**Material for the task**.
-- Opening Marker --

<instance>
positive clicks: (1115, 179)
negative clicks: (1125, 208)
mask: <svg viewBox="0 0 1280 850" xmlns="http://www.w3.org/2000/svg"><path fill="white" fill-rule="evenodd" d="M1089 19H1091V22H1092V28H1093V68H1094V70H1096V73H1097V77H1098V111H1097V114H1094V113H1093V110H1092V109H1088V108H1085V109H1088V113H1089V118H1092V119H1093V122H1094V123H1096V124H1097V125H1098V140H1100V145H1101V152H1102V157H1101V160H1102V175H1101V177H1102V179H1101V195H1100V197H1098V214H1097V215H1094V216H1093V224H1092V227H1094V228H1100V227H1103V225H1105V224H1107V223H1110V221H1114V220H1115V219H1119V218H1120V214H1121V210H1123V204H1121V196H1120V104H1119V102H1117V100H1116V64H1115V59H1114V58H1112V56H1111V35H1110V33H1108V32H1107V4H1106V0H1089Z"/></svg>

-- Closing Marker --
-- Opening Marker --

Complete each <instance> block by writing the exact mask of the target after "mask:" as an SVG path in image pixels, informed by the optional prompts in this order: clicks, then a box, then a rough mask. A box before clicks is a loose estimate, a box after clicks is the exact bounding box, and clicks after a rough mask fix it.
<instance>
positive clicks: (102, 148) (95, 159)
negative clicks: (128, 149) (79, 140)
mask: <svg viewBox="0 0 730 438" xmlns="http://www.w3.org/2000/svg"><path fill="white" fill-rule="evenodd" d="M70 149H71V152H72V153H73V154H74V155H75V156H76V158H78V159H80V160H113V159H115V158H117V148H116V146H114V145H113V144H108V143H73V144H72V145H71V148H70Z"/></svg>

-- Closing Marker --

**Exercise prompt**. Please tally the lines above that include the word "positive" and answer with the number by itself.

**Problem solution**. 2